Set problem:
Count the lines in the entries below that contain the string "framed". Reply with the number alone.

Supplied records:
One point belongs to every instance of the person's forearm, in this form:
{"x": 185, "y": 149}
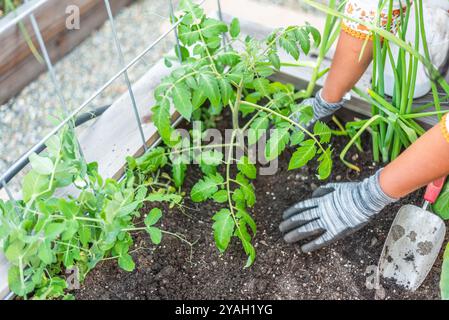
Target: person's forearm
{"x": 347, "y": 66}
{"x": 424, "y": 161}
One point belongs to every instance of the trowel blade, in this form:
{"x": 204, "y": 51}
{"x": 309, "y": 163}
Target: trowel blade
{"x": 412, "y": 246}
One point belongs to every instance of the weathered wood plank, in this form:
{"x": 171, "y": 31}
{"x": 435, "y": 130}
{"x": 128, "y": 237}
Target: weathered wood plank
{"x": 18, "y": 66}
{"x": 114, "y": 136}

...

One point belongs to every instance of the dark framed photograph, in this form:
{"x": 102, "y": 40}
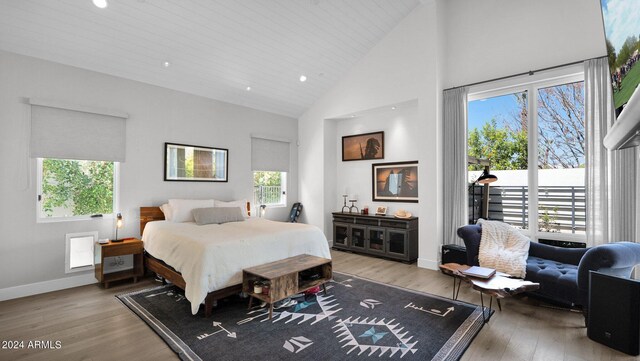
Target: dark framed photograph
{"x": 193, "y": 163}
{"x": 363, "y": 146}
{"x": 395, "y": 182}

Reply:
2